**TASK**
Turn the data below into a numbered list with one line per item, skipping blank lines and leaving out the pictures.

**TASK MATERIAL**
──────

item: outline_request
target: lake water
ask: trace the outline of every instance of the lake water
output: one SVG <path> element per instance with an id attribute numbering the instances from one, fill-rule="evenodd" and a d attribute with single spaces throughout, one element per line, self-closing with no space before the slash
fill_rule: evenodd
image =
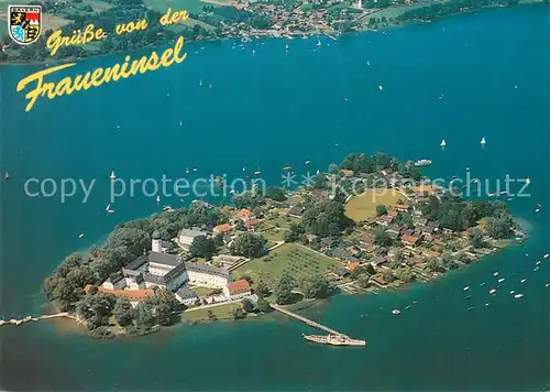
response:
<path id="1" fill-rule="evenodd" d="M 349 152 L 382 150 L 432 159 L 430 176 L 463 176 L 468 166 L 491 181 L 507 174 L 531 178 L 531 196 L 510 202 L 529 235 L 524 246 L 430 284 L 339 295 L 309 311 L 366 339 L 365 348 L 306 344 L 305 326 L 274 315 L 109 341 L 43 322 L 1 328 L 3 386 L 548 389 L 550 260 L 542 254 L 550 251 L 549 17 L 544 6 L 491 10 L 387 35 L 327 40 L 316 52 L 316 39 L 290 41 L 288 53 L 280 40 L 248 43 L 245 50 L 230 41 L 204 50 L 189 44 L 183 64 L 70 97 L 41 98 L 29 113 L 15 85 L 40 66 L 2 67 L 2 170 L 10 173 L 1 184 L 3 318 L 45 312 L 42 281 L 66 254 L 100 241 L 119 221 L 158 211 L 154 197 L 135 195 L 118 199 L 117 213 L 106 215 L 112 168 L 125 181 L 143 181 L 185 177 L 186 167 L 197 167 L 195 177 L 230 178 L 242 176 L 242 166 L 249 174 L 260 167 L 268 183 L 279 184 L 283 166 L 300 176 L 306 160 L 311 170 L 326 170 Z M 90 58 L 66 75 L 122 58 Z M 87 203 L 77 193 L 62 204 L 25 196 L 30 177 L 97 182 Z M 534 271 L 537 260 L 542 264 Z M 495 271 L 506 282 L 492 297 Z M 515 300 L 510 290 L 525 296 Z M 411 309 L 391 314 L 413 301 L 418 303 Z M 469 306 L 474 309 L 466 312 Z"/>

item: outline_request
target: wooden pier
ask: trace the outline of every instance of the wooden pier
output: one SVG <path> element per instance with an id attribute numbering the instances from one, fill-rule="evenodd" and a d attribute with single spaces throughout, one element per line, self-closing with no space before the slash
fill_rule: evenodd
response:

──────

**SOLUTION FOR THIS PROBLEM**
1. item: outline_request
2. target: lake water
3. ask: trace the outline of every instance of the lake water
4. output: one SVG <path> element per instance with an id attribute numbering the instances from one, fill-rule="evenodd" and a d attribute with single spaces throughout, one element per line, self-closing with no space before the slash
5. fill_rule: evenodd
6. image =
7. response:
8. <path id="1" fill-rule="evenodd" d="M 349 152 L 382 150 L 432 159 L 430 176 L 463 176 L 468 166 L 491 181 L 507 174 L 531 178 L 531 196 L 510 202 L 529 235 L 524 246 L 430 284 L 339 295 L 309 311 L 366 339 L 365 348 L 306 344 L 305 326 L 274 315 L 109 341 L 43 322 L 1 328 L 3 386 L 548 389 L 550 260 L 542 254 L 550 251 L 549 17 L 544 6 L 491 10 L 387 35 L 327 40 L 316 52 L 316 39 L 290 41 L 288 53 L 280 40 L 248 43 L 245 50 L 230 41 L 204 50 L 189 44 L 183 64 L 70 97 L 41 98 L 29 113 L 15 85 L 40 66 L 2 67 L 2 170 L 10 173 L 1 184 L 3 318 L 45 312 L 42 281 L 66 254 L 100 241 L 119 221 L 158 211 L 154 197 L 135 195 L 118 199 L 117 213 L 106 215 L 112 168 L 125 181 L 143 181 L 185 177 L 186 167 L 197 167 L 195 177 L 230 178 L 242 176 L 242 166 L 249 174 L 260 167 L 268 183 L 279 184 L 283 166 L 300 176 L 306 160 L 311 170 L 326 170 Z M 90 58 L 66 75 L 122 58 Z M 87 203 L 77 193 L 62 204 L 25 196 L 30 177 L 97 182 Z M 534 271 L 537 260 L 542 264 Z M 495 271 L 506 282 L 492 297 Z M 515 300 L 510 290 L 525 296 Z M 411 309 L 391 314 L 413 301 L 418 303 Z M 469 306 L 474 309 L 466 312 Z"/>
9. item: outline_request
10. target: wooden pier
11. ask: trace the outline of every instance of the wooden pier
12. output: one SVG <path> element per instance with an id attribute numbering the instances from one, fill-rule="evenodd" and a d attribute with single spaces throughout, one element per line, self-closing with no space before the slash
13. fill_rule: evenodd
14. response:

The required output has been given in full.